Would you copy out, exactly as written, each line from the one containing "Place a point on every instance of the turn" to the end of the records below?

Stored dataset items:
┌────────

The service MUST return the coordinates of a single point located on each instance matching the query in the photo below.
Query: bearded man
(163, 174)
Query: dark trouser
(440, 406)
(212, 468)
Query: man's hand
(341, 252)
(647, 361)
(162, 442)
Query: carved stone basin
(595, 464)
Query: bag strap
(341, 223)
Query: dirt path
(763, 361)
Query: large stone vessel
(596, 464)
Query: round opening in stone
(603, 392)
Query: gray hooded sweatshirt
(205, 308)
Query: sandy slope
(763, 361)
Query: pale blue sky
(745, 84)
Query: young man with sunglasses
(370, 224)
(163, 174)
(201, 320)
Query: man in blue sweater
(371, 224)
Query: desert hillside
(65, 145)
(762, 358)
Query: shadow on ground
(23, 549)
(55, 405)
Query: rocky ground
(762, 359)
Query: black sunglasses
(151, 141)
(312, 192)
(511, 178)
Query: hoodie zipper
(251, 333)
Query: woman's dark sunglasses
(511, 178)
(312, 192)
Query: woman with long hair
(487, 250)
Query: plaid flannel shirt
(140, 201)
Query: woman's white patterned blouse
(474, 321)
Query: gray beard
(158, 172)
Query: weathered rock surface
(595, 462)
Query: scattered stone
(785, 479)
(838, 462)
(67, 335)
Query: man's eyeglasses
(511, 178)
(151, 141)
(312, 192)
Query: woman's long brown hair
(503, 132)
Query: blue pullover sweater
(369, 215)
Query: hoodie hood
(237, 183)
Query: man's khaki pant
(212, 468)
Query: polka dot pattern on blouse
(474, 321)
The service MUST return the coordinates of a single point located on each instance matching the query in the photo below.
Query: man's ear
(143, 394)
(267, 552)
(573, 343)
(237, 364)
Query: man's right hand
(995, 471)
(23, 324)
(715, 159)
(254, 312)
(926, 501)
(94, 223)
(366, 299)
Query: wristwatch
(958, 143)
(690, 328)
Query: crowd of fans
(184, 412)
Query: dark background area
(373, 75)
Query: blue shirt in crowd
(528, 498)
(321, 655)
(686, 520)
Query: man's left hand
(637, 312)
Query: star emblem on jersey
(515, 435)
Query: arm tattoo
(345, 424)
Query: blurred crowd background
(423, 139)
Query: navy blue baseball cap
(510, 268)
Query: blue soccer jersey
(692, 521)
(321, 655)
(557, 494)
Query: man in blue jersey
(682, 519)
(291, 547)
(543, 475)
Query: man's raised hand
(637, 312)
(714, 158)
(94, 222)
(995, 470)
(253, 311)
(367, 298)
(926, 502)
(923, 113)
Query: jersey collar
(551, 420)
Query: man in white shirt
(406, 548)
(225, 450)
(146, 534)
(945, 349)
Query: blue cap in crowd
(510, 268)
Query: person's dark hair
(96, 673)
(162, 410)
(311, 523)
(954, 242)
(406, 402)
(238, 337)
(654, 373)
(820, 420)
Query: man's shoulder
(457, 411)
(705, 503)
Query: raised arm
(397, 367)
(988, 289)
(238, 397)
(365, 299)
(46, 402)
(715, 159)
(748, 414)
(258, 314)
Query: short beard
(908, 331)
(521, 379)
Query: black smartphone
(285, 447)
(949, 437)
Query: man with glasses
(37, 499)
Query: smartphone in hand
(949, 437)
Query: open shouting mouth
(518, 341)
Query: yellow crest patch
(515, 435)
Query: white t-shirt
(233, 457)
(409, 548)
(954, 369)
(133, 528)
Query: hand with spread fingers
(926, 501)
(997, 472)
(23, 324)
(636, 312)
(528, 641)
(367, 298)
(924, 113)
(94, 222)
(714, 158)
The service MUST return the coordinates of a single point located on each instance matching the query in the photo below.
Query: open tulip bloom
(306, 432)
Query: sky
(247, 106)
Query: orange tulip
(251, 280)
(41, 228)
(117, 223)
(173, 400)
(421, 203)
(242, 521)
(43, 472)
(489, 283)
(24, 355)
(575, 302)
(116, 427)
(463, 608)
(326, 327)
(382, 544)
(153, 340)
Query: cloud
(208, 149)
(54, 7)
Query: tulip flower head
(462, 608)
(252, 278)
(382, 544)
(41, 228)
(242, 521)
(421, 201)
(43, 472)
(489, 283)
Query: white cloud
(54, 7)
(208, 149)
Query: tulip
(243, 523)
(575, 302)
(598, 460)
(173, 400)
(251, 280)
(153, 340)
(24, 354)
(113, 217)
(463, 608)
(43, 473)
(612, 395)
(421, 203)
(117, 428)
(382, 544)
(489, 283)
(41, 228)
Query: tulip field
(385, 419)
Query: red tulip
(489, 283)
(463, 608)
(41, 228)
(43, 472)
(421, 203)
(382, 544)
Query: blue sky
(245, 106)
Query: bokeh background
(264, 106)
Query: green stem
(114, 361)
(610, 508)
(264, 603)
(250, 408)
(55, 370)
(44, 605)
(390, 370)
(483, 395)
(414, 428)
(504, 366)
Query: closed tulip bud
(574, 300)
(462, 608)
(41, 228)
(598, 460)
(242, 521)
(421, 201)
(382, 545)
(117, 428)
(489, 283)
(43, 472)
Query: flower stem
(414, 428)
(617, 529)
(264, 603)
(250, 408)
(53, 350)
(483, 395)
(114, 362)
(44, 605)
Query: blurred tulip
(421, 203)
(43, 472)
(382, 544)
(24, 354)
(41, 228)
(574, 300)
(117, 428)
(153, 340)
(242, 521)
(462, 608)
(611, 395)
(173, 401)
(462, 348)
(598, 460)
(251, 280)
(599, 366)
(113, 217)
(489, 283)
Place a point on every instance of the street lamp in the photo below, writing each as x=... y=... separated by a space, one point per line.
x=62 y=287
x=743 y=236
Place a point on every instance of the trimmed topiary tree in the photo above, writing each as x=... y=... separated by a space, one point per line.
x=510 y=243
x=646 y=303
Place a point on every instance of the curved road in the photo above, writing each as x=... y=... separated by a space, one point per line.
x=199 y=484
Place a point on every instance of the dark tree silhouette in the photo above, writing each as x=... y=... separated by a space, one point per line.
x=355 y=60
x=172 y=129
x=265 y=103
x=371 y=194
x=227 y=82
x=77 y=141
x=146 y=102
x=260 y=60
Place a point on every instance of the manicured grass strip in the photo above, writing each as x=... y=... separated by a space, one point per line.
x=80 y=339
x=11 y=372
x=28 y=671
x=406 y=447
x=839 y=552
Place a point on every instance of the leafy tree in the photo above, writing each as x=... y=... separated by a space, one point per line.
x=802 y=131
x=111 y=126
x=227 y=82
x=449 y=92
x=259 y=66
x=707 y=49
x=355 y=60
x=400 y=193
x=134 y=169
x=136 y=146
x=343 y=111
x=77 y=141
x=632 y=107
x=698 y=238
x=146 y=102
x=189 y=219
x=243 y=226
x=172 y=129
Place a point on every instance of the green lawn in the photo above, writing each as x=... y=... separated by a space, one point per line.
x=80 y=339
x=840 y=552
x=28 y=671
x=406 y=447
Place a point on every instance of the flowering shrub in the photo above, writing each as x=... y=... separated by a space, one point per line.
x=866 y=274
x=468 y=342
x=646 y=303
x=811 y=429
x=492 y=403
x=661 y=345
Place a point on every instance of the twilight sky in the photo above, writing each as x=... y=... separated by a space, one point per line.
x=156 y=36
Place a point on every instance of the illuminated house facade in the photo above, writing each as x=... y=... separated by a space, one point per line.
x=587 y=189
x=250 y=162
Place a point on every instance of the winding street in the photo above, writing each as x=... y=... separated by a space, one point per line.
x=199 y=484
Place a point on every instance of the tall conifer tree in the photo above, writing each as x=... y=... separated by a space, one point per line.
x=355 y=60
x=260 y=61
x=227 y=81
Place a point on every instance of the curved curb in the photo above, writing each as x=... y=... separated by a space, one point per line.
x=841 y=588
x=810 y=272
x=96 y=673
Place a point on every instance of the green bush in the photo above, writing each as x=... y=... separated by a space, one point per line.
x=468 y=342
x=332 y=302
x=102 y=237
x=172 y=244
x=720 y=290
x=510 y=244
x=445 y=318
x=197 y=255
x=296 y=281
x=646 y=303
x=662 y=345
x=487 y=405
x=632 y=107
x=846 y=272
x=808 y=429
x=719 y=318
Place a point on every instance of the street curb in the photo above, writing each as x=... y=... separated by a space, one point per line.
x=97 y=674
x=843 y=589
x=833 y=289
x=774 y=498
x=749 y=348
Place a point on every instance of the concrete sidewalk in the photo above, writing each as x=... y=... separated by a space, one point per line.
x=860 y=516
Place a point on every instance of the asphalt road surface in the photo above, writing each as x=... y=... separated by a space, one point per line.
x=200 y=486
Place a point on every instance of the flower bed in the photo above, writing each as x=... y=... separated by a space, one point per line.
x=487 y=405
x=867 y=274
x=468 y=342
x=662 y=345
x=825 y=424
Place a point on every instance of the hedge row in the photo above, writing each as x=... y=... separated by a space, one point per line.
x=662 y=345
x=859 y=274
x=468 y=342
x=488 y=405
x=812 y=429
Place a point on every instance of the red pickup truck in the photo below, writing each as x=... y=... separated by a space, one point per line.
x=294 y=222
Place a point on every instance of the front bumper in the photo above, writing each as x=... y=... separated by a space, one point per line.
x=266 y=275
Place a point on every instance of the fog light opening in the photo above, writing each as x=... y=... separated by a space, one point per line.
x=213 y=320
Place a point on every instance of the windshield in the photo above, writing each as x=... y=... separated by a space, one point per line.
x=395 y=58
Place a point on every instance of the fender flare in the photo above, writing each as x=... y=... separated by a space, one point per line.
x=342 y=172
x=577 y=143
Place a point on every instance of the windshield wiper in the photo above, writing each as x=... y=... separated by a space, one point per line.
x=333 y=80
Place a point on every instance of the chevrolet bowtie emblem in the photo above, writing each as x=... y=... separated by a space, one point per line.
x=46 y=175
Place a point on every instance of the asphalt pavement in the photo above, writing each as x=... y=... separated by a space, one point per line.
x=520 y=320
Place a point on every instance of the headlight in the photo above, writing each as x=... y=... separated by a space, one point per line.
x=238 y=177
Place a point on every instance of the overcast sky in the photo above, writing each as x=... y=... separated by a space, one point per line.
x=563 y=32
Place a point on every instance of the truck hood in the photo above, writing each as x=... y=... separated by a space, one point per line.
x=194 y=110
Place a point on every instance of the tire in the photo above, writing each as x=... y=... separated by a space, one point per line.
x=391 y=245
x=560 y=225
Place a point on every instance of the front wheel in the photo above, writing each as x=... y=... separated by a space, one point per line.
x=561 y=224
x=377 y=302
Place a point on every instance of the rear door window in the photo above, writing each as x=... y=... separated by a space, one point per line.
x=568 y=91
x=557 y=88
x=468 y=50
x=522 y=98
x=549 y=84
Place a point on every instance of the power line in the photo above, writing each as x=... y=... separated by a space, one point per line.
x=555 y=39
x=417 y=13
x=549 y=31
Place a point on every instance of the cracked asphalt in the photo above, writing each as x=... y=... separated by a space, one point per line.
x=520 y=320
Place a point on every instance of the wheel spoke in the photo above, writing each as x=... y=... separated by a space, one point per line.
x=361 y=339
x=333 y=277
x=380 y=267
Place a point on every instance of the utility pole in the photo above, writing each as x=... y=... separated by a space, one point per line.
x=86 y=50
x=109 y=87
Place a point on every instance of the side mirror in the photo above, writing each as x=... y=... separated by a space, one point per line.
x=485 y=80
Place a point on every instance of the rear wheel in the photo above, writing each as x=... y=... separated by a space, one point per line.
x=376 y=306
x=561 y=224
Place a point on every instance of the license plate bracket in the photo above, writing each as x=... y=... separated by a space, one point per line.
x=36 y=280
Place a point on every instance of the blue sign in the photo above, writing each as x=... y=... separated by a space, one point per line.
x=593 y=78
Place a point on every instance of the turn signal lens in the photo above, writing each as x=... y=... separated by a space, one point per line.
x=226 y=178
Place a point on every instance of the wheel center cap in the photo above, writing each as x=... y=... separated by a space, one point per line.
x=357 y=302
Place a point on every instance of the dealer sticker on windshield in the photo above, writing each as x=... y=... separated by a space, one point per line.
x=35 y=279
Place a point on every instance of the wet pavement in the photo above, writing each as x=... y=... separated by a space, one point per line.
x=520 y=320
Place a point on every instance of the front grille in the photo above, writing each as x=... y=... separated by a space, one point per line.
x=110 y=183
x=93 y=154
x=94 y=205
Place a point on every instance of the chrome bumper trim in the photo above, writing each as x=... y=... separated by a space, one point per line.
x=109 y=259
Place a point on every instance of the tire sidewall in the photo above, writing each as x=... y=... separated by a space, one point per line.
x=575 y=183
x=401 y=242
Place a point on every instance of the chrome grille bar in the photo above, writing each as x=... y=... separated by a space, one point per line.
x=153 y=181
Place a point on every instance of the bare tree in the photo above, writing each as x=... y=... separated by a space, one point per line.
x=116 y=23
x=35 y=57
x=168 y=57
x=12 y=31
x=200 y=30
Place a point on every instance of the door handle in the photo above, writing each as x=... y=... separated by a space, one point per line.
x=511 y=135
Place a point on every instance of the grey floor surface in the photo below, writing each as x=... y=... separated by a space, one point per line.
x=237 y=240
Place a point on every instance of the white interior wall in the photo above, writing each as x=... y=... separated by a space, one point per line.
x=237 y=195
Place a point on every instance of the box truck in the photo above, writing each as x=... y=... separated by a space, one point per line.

└────────

Result:
Place a point on every instance of the turn signal lens in the photo above, writing each as x=... y=... separated by a space, one point per line.
x=226 y=178
Place a point on every instance of the wheel center cap in the photo above, writing each as x=... y=... separated by a space, one point per line.
x=357 y=302
Place a point on every instance of the dealer sticker on windshield in the photo above, writing each as x=... y=... separated by a space, one point per line.
x=35 y=279
Place a point on every instance of the wet pavement in the photo above, writing each as x=... y=... separated by a space, one point per line.
x=520 y=320
Place a point on every instance of the front grille in the photo above, writing each as x=... y=... separated by a space, one point per line.
x=110 y=183
x=93 y=154
x=94 y=205
Place a point on every instance of the chrome bumper trim in the photo above, writing each as x=... y=... separated by a space, one point per line.
x=109 y=259
Place a point on every instance of the tire sidewall in the photo above, writing each as x=... y=... separated by a space, one point per line.
x=575 y=183
x=401 y=242
Place a point on every instance of the chrome grille bar in the photo above, writing each as x=... y=... separated by a space, one point per line.
x=153 y=181
Place a point on every instance of the bare tree in the photo above, writing each as x=... y=... separated by a space, one point per line.
x=116 y=23
x=35 y=57
x=168 y=57
x=12 y=31
x=200 y=30
Place a point on every instance of the door handle in the photo above, writing each as x=... y=... separated by a space, one point per line.
x=511 y=135
Place a point on every instance of the grey floor surface in the photo below, writing each as x=... y=... separated by a space, one point per line.
x=237 y=240
Place a point on every instance of the white interior wall in the photo above, writing each as x=... y=... separated by a space, one point per line.
x=237 y=195
Place a point on every instance of the box truck in the photo above, writing each as x=... y=... separated by a space, one point per line.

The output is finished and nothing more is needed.